Kate Murdock
SAPHNA Committee member
I qualified as a general nurse and health visitor in 1995 and started off my nursing career in the North East as a renal nurse. Life brought me back to Manchester where I had qualified and I soon took up my first post as a health visitor in Harpurhey, North Manchester.
I moved into Trafford as a health visitor in 1999, and have worked in the borough ever since. Between 2005 and 2008 I took on the role of the Immunisation coordinator in Trafford, throughout which time we transformed the delivery of immunisations and implemented an immunisation team to focus on schools based immunisation alongside the implementation of the HPV vaccine.
I moved back into public health nursing in 2008 as a multi agency operations manager, at a key transition point for Trafford and have helped in my management role to lead public health nurses through the transition to work in an integrated Children and Young Peoples Service. It was at this time I was asked to take School Nursing into my portfolio and where my love for the profession began. I had a baptism of fire, leading a complete service review and restructure of the service, which has transformed service delivery locally. More recently a further commissioner led review has enabled us to refocus on public health delivery to enable us to support children, young people and families as we settle into our new ‘norm’ following the pandemic.

### Tasks to carry out
1/ From the profile of Kate Murdock, transcribe the stretch from "I moved back" through "following the pandemic.".
2/ Continue the profile of Kate Murdock from the point where it ends.
The material that comes next is unrelated to the profile of Kate Murdock above it.

### Entries supplied
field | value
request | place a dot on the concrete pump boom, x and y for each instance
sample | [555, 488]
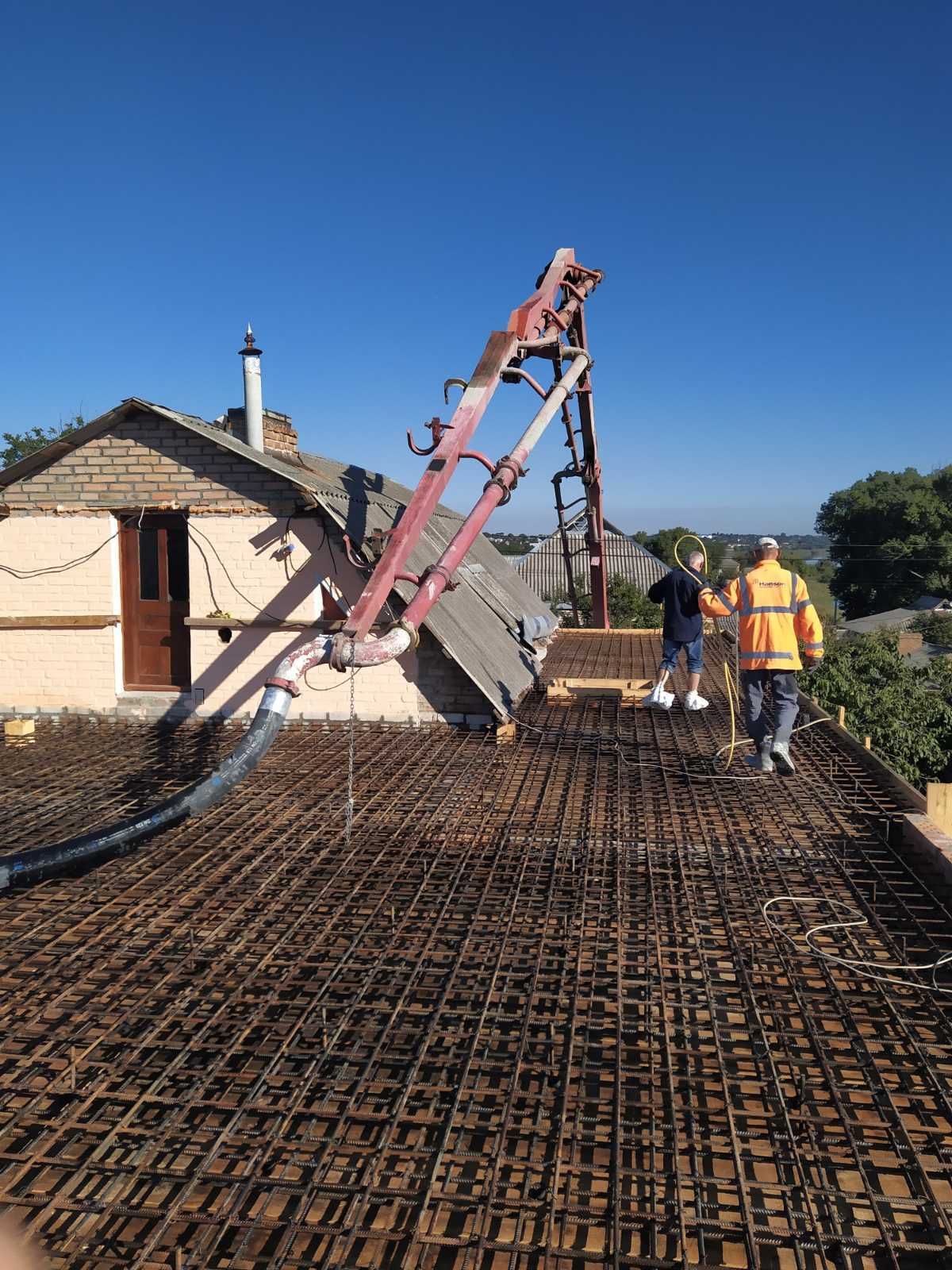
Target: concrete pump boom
[549, 325]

### Results by task
1/
I moved back into public health nursing in 2008 as a multi agency operations manager, at a key transition point for Trafford and have helped in my management role to lead public health nurses through the transition to work in an integrated Children and Young Peoples Service. It was at this time I was asked to take School Nursing into my portfolio and where my love for the profession began. I had a baptism of fire, leading a complete service review and restructure of the service, which has transformed service delivery locally. More recently a further commissioner led review has enabled us to refocus on public health delivery to enable us to support children, young people and families as we settle into our new ‘norm’ following the pandemic.

2/
Following a secondment into our local public health team throughout the pandemic to lead the outbreak control hub, I have returned to a lead manager role in Manchester NHS foundation Trust as part of the leadership team for Children Community Service Directorate, which provides all childrens community services across Manchester and Trafford. Alongside being the lead for Trafford 0-19 services I have also been supporting Manchester School Health service, giving me the opportunity to help shape and develop service to meet the extraordinarily diverse needs of the communities across Trafford and Manchester.
I was delighted when I was asked to become a member of the SAPHNA team in 2014 and have thoroughly enjoyed being part of the organisation and the opportunities it offers to influence policy and practice and to impact on services for children and young people.
I am keen to embrace the changes and challenges the profession will face and am passionate about delivering services that can really impact on outcomes for our young people.